WORK TO DO →
Select every line in the records below that contains the string "bell" and copy each of those lines.

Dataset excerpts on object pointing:
++++++
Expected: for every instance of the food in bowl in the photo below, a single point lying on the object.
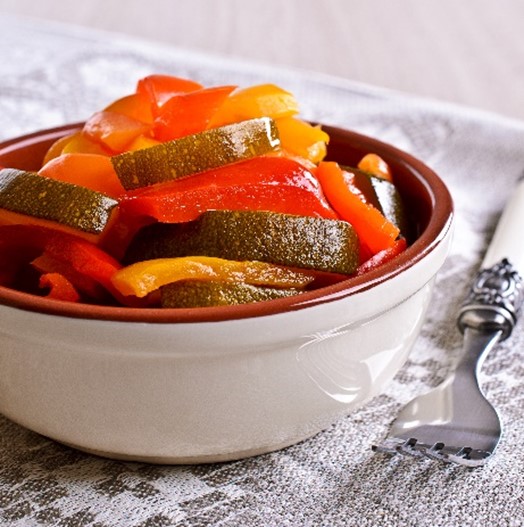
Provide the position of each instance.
(178, 195)
(216, 383)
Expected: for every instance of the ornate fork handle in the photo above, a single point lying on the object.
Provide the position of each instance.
(494, 300)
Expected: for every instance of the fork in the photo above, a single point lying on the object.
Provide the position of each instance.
(454, 422)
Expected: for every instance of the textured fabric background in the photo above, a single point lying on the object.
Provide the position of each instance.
(50, 75)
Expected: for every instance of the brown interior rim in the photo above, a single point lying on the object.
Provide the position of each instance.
(436, 228)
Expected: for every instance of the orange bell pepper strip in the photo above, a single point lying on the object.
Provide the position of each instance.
(188, 113)
(302, 139)
(81, 143)
(141, 278)
(114, 130)
(375, 232)
(60, 288)
(263, 100)
(269, 183)
(92, 171)
(137, 106)
(160, 88)
(57, 147)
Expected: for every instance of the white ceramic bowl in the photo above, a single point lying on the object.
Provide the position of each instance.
(214, 384)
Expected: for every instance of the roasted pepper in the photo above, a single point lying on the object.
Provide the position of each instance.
(375, 232)
(142, 278)
(188, 113)
(84, 258)
(196, 153)
(261, 183)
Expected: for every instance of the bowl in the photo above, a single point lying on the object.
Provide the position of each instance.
(223, 383)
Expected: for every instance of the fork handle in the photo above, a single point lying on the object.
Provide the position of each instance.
(497, 294)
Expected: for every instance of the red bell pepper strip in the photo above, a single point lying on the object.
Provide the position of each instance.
(83, 257)
(373, 229)
(46, 263)
(188, 113)
(269, 183)
(382, 257)
(60, 288)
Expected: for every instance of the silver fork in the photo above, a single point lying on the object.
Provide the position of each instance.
(454, 422)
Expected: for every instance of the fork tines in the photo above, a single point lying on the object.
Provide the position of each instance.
(466, 456)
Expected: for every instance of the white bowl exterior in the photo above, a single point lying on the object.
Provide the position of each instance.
(210, 391)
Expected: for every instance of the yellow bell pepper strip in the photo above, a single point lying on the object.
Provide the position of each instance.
(188, 113)
(142, 278)
(303, 139)
(261, 183)
(375, 165)
(263, 100)
(375, 232)
(196, 153)
(60, 288)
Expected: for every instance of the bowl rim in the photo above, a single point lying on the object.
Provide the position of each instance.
(438, 226)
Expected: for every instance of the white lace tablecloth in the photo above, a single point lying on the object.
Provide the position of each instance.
(52, 75)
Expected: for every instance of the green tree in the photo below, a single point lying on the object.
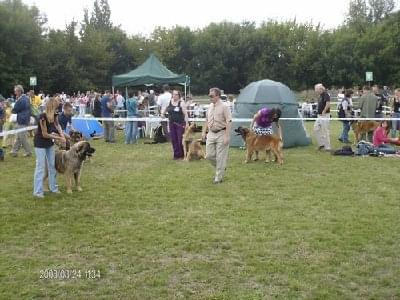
++++++
EXERCISE ANSWER →
Expected: for every instance of the orange bell pepper strip in the photo above, a single point lying on the object.
Expected: for every instance of the red bell pepper strip in the photo above, a single point lying on the object.
Expected: for every instance of the yellow bell pepper strip in the photo above, a single point lying on the object.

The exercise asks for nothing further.